* EJERCICIOS *
**a.** Según el texto fuente sobre el cuerpo-ojo enfermo, ¿sobre qué investiga la narradora de El trabajo de los ojos?
**b.** Por favor, prolonga el texto fuente sobre el cuerpo-ojo enfermo a partir de su última oración.

* TEXTO FUENTE *
========================================================================

Esta misma asunción y reivindicación del cuerpo-ojo enfermo se descubre también en El trabajo de los ojos. La narradora ha pasado toda su vida imbuida en la batalla contra la discapacidad, entre sus innumerables visitas a hospitales y consultas oftalmológicas y las investigaciones que realiza, motivada por su propio padecimiento, sobre la historia de la oftalmología y de las enfermedades oculares. Sin embargo, hacia el final del libro, cambia su forma de entender la enfermedad; se apropia de ella y la convierte en un símbolo de su identidad: “Abandono, en cierto modo, mi obsesión por los ojos suyos, míos, de los que me rodean. Una nueva luz baja con los años hace cambiar la perspectiva, los focos de importancia” (Halfon 96). También ella se libera del mandato de la integridad corporal obligatoria que ha desplegado el régimen biopolítico. Este orden ha sometido las vidas de las narradoras de El cuerpo en que nací y El trabajo de los ojos a la industria médica, pero ambos personajes logran escapar de esa visión normativa y coercitiva de los cuerpos mediante la rebelión frente al sistema y la aprobación final de su visión, una visión desviada, deforme o extraviada.

========================================================================

* EXTRACTO DE DATOS *
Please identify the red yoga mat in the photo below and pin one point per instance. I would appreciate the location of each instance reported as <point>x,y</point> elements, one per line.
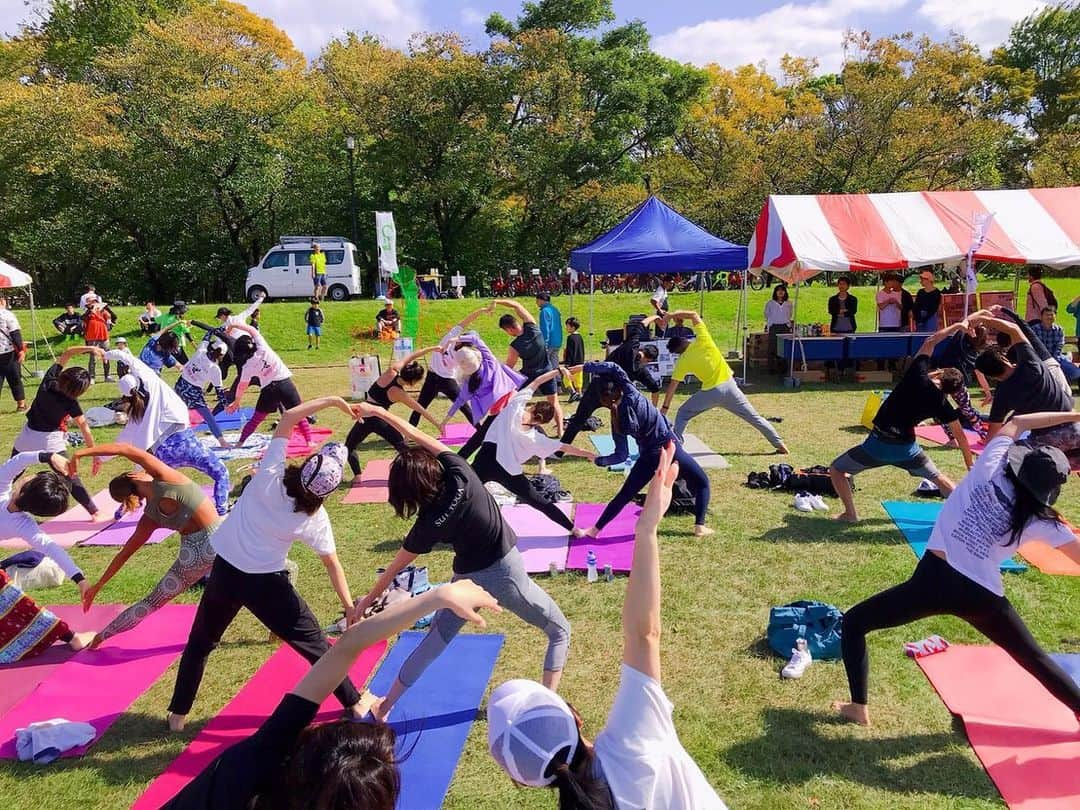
<point>21,678</point>
<point>615,545</point>
<point>1025,738</point>
<point>243,715</point>
<point>97,686</point>
<point>370,485</point>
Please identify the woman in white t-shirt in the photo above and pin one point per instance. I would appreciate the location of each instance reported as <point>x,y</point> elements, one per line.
<point>637,760</point>
<point>1006,500</point>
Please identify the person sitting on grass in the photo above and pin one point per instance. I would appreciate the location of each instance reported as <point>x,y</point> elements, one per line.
<point>920,394</point>
<point>637,760</point>
<point>1004,501</point>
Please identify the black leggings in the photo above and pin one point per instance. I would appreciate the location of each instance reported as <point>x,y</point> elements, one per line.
<point>363,430</point>
<point>274,603</point>
<point>643,471</point>
<point>433,385</point>
<point>937,589</point>
<point>487,467</point>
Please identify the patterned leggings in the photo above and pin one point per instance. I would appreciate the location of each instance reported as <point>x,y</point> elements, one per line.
<point>184,449</point>
<point>193,563</point>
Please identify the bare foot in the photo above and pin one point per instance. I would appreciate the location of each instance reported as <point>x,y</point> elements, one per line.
<point>853,712</point>
<point>82,640</point>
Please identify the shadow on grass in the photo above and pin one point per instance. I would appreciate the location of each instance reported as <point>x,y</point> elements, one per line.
<point>793,751</point>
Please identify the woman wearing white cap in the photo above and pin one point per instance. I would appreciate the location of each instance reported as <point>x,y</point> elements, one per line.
<point>158,422</point>
<point>637,760</point>
<point>280,504</point>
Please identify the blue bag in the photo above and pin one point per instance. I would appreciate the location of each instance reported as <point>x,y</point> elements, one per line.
<point>814,621</point>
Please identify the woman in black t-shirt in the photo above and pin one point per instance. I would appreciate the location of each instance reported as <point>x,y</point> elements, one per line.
<point>453,507</point>
<point>55,403</point>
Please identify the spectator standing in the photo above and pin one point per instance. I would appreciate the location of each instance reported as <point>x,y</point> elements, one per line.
<point>551,327</point>
<point>313,318</point>
<point>12,351</point>
<point>928,304</point>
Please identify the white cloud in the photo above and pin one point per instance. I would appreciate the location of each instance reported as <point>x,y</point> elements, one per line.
<point>313,25</point>
<point>986,23</point>
<point>799,29</point>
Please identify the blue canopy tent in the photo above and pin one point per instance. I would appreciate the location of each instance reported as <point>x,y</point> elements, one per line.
<point>656,239</point>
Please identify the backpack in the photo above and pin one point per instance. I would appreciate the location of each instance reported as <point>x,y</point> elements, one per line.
<point>814,621</point>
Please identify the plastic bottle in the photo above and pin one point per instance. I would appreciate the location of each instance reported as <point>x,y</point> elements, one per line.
<point>591,566</point>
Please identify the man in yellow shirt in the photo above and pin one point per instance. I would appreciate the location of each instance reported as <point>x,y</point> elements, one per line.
<point>718,389</point>
<point>318,272</point>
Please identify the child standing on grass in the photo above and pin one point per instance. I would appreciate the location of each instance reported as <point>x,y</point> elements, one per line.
<point>314,320</point>
<point>574,354</point>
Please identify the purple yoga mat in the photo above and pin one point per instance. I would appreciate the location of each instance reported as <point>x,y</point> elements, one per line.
<point>97,686</point>
<point>540,540</point>
<point>615,545</point>
<point>21,678</point>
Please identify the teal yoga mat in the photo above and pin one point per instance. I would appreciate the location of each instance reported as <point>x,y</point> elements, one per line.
<point>433,718</point>
<point>915,521</point>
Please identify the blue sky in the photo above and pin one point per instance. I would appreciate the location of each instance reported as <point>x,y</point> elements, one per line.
<point>700,31</point>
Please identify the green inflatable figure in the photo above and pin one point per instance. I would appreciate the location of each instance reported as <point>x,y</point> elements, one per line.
<point>405,278</point>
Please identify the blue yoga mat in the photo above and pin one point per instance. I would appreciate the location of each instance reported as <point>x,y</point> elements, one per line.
<point>915,521</point>
<point>229,421</point>
<point>433,718</point>
<point>605,446</point>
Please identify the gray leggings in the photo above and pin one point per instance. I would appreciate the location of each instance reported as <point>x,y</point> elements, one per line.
<point>728,396</point>
<point>508,582</point>
<point>193,563</point>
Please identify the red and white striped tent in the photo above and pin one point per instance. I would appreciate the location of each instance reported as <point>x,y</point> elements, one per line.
<point>799,235</point>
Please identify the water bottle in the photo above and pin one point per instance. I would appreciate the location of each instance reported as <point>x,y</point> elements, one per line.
<point>591,566</point>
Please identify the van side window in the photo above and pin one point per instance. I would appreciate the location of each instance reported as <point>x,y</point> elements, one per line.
<point>280,258</point>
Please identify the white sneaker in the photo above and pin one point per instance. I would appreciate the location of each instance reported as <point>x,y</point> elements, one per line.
<point>799,661</point>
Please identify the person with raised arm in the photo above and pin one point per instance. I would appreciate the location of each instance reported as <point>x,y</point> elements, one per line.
<point>637,759</point>
<point>282,503</point>
<point>171,500</point>
<point>451,507</point>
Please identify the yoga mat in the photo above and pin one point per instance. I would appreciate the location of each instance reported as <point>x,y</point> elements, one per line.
<point>457,433</point>
<point>242,716</point>
<point>73,526</point>
<point>433,718</point>
<point>540,540</point>
<point>22,677</point>
<point>1025,738</point>
<point>605,446</point>
<point>97,686</point>
<point>615,543</point>
<point>370,485</point>
<point>935,434</point>
<point>915,521</point>
<point>705,456</point>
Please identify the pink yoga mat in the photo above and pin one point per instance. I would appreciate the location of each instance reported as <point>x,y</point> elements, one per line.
<point>97,686</point>
<point>615,544</point>
<point>243,715</point>
<point>370,485</point>
<point>540,540</point>
<point>457,433</point>
<point>1025,738</point>
<point>21,678</point>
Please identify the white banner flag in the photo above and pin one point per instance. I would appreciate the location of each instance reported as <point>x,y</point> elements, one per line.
<point>386,238</point>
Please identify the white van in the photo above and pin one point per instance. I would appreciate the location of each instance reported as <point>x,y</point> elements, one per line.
<point>285,271</point>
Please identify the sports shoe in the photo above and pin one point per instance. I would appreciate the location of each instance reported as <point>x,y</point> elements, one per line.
<point>799,661</point>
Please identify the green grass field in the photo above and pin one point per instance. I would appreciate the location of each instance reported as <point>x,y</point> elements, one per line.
<point>761,742</point>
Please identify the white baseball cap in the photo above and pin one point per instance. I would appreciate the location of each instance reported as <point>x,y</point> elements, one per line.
<point>528,726</point>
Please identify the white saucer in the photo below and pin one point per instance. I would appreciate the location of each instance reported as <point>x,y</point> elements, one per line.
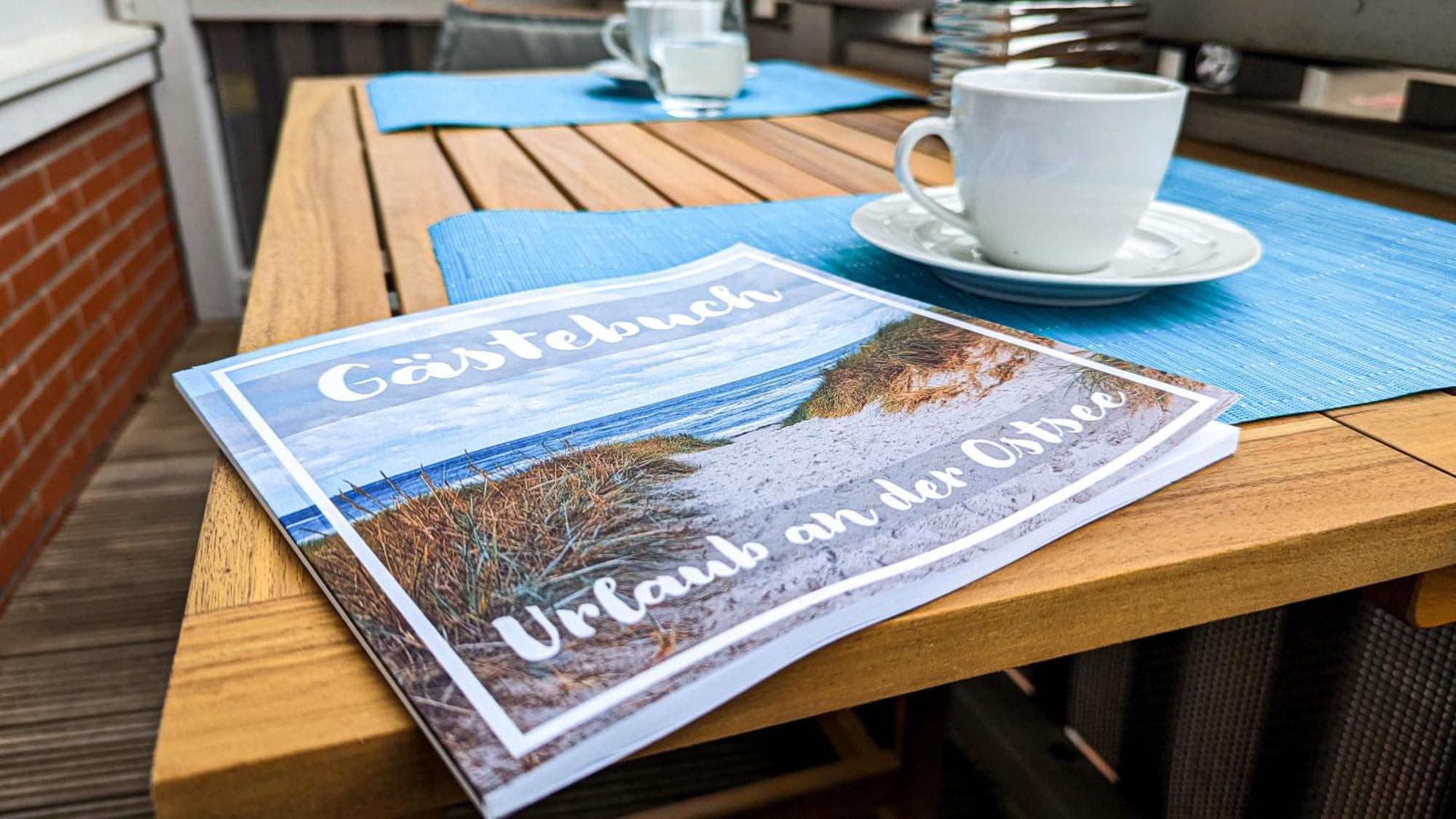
<point>1171,245</point>
<point>633,78</point>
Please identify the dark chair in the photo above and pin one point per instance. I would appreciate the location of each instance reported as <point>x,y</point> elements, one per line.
<point>481,36</point>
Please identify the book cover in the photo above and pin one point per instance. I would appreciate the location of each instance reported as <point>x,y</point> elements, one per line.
<point>567,522</point>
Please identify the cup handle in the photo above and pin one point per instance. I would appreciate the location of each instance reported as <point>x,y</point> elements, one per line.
<point>609,37</point>
<point>905,146</point>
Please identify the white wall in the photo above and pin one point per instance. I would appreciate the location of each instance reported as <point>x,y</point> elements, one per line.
<point>30,18</point>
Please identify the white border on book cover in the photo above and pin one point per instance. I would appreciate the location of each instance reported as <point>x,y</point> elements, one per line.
<point>512,736</point>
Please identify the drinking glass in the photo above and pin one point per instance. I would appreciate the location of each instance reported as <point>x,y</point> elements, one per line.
<point>697,55</point>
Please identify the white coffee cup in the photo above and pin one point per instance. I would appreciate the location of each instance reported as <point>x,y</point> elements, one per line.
<point>1055,167</point>
<point>679,18</point>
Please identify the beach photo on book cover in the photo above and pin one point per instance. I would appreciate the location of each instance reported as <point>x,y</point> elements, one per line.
<point>599,497</point>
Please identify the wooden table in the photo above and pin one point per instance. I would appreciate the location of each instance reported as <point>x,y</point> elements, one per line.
<point>274,710</point>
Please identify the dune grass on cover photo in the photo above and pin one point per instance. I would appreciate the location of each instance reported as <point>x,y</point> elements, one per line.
<point>911,363</point>
<point>538,537</point>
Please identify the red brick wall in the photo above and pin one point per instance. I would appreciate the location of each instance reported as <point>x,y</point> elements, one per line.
<point>91,301</point>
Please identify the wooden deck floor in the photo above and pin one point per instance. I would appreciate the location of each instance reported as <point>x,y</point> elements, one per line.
<point>87,641</point>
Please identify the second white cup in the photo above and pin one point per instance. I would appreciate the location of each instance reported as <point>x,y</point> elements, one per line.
<point>1055,167</point>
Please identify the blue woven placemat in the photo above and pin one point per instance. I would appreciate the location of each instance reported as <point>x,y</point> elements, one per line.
<point>1352,302</point>
<point>781,90</point>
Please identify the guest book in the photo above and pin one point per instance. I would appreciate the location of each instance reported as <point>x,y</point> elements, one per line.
<point>567,522</point>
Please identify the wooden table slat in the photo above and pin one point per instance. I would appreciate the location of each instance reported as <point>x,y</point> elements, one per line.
<point>497,173</point>
<point>587,174</point>
<point>762,173</point>
<point>887,129</point>
<point>928,170</point>
<point>844,171</point>
<point>675,174</point>
<point>414,187</point>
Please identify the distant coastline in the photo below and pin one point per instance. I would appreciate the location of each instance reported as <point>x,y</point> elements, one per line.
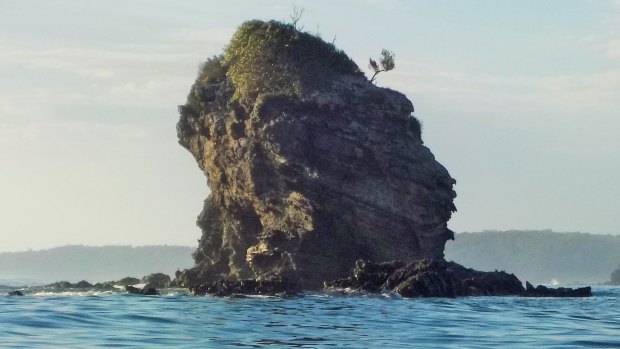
<point>94,264</point>
<point>541,256</point>
<point>536,256</point>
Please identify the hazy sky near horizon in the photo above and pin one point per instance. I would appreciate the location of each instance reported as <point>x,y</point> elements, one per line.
<point>519,100</point>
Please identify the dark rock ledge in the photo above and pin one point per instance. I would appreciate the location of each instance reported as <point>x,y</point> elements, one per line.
<point>421,278</point>
<point>439,278</point>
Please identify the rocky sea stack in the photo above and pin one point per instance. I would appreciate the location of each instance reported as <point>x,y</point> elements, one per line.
<point>310,165</point>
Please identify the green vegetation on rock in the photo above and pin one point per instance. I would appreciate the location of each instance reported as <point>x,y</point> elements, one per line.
<point>276,58</point>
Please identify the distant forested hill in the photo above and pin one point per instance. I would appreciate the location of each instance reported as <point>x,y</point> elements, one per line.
<point>539,256</point>
<point>94,264</point>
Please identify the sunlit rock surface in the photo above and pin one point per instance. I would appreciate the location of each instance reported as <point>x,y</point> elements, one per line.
<point>309,177</point>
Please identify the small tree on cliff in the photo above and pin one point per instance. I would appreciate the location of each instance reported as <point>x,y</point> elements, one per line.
<point>386,63</point>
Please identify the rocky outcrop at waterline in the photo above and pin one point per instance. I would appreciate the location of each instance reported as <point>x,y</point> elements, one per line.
<point>440,278</point>
<point>310,165</point>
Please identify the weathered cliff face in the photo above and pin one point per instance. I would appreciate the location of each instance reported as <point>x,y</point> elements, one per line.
<point>304,183</point>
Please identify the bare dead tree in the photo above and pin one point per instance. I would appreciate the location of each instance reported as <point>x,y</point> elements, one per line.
<point>386,63</point>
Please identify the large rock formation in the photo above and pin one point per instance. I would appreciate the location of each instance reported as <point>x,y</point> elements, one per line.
<point>311,166</point>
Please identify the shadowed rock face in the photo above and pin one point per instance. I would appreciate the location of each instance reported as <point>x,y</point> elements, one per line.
<point>302,185</point>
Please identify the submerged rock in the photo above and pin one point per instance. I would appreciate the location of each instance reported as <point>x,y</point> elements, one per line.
<point>544,291</point>
<point>428,278</point>
<point>310,165</point>
<point>146,290</point>
<point>126,281</point>
<point>270,287</point>
<point>439,278</point>
<point>157,280</point>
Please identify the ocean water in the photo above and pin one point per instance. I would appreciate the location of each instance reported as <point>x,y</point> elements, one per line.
<point>177,320</point>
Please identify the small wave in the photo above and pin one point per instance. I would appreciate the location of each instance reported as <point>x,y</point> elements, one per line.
<point>72,293</point>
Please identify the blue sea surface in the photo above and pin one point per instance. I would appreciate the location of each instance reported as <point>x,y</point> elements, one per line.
<point>316,320</point>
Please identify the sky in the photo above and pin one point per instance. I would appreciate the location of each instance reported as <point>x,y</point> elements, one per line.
<point>518,100</point>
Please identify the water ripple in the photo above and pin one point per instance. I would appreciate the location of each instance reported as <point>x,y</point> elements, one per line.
<point>313,321</point>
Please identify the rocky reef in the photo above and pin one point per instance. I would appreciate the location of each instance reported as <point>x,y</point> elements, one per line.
<point>310,165</point>
<point>440,278</point>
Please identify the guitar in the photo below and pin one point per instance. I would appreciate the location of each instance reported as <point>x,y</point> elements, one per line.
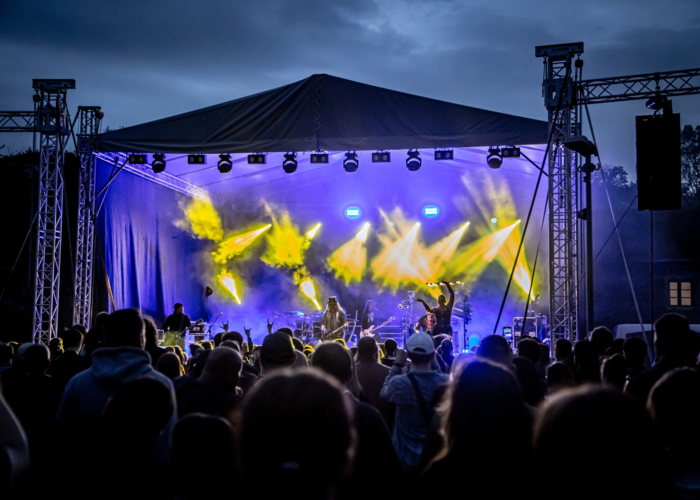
<point>371,329</point>
<point>330,335</point>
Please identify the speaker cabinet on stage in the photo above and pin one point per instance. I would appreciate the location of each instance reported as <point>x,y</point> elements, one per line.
<point>659,162</point>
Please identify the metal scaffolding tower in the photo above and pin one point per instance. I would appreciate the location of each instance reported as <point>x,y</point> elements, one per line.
<point>53,125</point>
<point>565,95</point>
<point>564,181</point>
<point>89,118</point>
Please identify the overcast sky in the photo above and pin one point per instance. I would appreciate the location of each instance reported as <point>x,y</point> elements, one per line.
<point>143,60</point>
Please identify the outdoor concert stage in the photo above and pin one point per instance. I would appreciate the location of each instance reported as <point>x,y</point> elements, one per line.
<point>276,245</point>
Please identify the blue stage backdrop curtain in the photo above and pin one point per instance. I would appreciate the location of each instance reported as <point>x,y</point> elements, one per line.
<point>150,262</point>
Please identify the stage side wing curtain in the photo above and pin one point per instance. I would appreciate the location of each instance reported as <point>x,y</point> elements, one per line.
<point>324,112</point>
<point>151,263</point>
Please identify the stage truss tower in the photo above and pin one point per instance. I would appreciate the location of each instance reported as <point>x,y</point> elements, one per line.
<point>560,80</point>
<point>89,118</point>
<point>53,124</point>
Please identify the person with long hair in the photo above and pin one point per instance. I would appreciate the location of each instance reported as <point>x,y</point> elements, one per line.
<point>333,320</point>
<point>486,425</point>
<point>443,312</point>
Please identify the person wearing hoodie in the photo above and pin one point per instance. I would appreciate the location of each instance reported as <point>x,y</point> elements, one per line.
<point>124,359</point>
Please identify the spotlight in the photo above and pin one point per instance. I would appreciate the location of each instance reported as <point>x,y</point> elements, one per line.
<point>257,159</point>
<point>350,163</point>
<point>413,162</point>
<point>352,212</point>
<point>158,163</point>
<point>381,157</point>
<point>319,158</point>
<point>511,152</point>
<point>196,159</point>
<point>137,159</point>
<point>444,154</point>
<point>290,163</point>
<point>494,158</point>
<point>225,164</point>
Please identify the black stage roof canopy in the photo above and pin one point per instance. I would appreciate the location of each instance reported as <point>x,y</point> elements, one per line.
<point>324,112</point>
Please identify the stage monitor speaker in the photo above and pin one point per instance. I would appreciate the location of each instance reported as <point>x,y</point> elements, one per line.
<point>659,162</point>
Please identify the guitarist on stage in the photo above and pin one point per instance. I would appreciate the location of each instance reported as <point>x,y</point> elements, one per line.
<point>333,320</point>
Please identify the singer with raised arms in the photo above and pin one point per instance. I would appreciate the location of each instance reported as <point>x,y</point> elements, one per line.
<point>443,312</point>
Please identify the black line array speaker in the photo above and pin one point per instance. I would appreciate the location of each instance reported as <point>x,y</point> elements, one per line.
<point>659,162</point>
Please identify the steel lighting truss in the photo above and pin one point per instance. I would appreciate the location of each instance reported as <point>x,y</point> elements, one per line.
<point>565,94</point>
<point>89,118</point>
<point>53,123</point>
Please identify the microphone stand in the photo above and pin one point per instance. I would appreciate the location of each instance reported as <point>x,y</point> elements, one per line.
<point>212,326</point>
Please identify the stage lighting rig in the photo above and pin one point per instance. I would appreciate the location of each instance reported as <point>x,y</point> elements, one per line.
<point>381,157</point>
<point>351,163</point>
<point>319,157</point>
<point>225,164</point>
<point>444,154</point>
<point>413,161</point>
<point>494,158</point>
<point>158,163</point>
<point>257,159</point>
<point>196,159</point>
<point>137,159</point>
<point>290,163</point>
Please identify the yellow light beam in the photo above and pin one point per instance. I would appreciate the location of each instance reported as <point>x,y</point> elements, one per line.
<point>312,232</point>
<point>349,261</point>
<point>308,289</point>
<point>228,282</point>
<point>235,245</point>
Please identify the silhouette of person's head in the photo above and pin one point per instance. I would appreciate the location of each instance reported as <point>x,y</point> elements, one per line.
<point>223,368</point>
<point>335,360</point>
<point>635,351</point>
<point>367,350</point>
<point>559,376</point>
<point>124,328</point>
<point>390,346</point>
<point>169,365</point>
<point>673,405</point>
<point>529,348</point>
<point>313,405</point>
<point>602,339</point>
<point>140,410</point>
<point>593,425</point>
<point>197,436</point>
<point>72,339</point>
<point>37,359</point>
<point>495,348</point>
<point>670,334</point>
<point>277,352</point>
<point>487,421</point>
<point>562,349</point>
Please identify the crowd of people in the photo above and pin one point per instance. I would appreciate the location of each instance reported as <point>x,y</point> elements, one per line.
<point>108,413</point>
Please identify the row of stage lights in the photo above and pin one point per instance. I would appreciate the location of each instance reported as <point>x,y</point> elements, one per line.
<point>351,163</point>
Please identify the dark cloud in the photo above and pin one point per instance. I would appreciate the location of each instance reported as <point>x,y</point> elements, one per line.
<point>143,60</point>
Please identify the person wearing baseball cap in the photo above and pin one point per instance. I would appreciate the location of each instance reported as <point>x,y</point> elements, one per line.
<point>412,392</point>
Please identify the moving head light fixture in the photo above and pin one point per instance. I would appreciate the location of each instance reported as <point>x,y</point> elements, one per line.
<point>413,160</point>
<point>351,163</point>
<point>137,159</point>
<point>381,157</point>
<point>444,154</point>
<point>319,157</point>
<point>257,159</point>
<point>196,159</point>
<point>158,163</point>
<point>290,163</point>
<point>494,158</point>
<point>225,164</point>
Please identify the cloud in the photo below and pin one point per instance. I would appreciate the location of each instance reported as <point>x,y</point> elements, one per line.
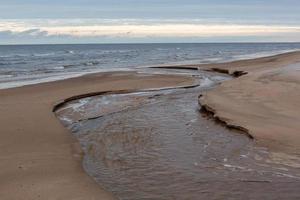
<point>131,28</point>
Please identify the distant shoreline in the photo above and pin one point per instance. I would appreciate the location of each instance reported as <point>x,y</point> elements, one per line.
<point>40,158</point>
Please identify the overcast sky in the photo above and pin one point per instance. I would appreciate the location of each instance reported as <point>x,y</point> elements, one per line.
<point>105,21</point>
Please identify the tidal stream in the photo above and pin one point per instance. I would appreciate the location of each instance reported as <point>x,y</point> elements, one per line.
<point>157,145</point>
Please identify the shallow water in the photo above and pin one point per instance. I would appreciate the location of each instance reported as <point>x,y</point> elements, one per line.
<point>31,64</point>
<point>157,145</point>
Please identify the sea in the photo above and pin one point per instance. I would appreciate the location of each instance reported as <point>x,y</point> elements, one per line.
<point>30,64</point>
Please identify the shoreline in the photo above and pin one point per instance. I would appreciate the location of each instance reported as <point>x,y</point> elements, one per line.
<point>40,158</point>
<point>192,63</point>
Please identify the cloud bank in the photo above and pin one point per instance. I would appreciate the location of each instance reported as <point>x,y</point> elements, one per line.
<point>141,29</point>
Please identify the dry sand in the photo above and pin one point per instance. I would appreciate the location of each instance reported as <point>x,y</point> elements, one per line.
<point>39,159</point>
<point>265,102</point>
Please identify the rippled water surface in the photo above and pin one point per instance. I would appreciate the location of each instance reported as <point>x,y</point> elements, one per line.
<point>157,145</point>
<point>29,64</point>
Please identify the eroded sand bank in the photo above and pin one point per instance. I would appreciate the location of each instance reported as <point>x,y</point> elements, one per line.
<point>39,157</point>
<point>264,102</point>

========================================================================

* RESPUESTAS *
**a.** Sobre la historia de la oftalmología y de las enfermedades oculares.

**b.**
No sucede así, por el contrario, en Sangre en el ojo, pues Lucina perseguirá hasta la última posibilidad de recuperar la visión, sin importar lo que cueste. De este modo, el libro de Meruane termina con la petición por parte de la narradora a su doctor de que, agotadas ya todas las posibilidades previas, le realice incluso un trasplante de ojos para alcanzar una visión hegemónica. Sin embargo, en ninguna de las tres obras, pese a los diversos procesos médicos que experimentan las narradoras, se logra devolver esos ojos enfermos a la normalidad[7]. Es más, ese es el punto más interesante que tienen en común. No en vano, este fracaso se revela precisamente como la derrota del régimen biopolítico que aspira a gobernar los cuerpos de estas tres mujeres y a devolverlos a la norma. Estas diferencias que se advierten entre El cuerpo en que nací y El trabajo de los ojos, por un lado, y Sangre en el ojo por otro tienen que ver muy posiblemente con la distinción de lo anormal frente a lo patológico (Canguilhem, “Lo normal y lo patológico” 137). El estado de anomalía es el que manifiestan las dobles ficcionales de Nettel y Halfon porque sus desórdenes visuales no derivan de ninguna otra enfermedad y las sitúan, por tanto, más como sujetos discapacitados que como sujetos propiamente enfermos. En contraposición, el estado patológico se manifiesta en la narradora de Sangre en el ojo porque su deficiencia visual, que terminará en ceguera absoluta, se descubre como un síntoma de una enfermedad propiamente dicha: la diabetes. Por tanto, esta disparidad es decisiva en la medida en que determina no solo diferentes posicionamientos respecto a la identidad enferma o discapacitada, sino también respecto a la actitud creadora que presenta cada una de las narradoras.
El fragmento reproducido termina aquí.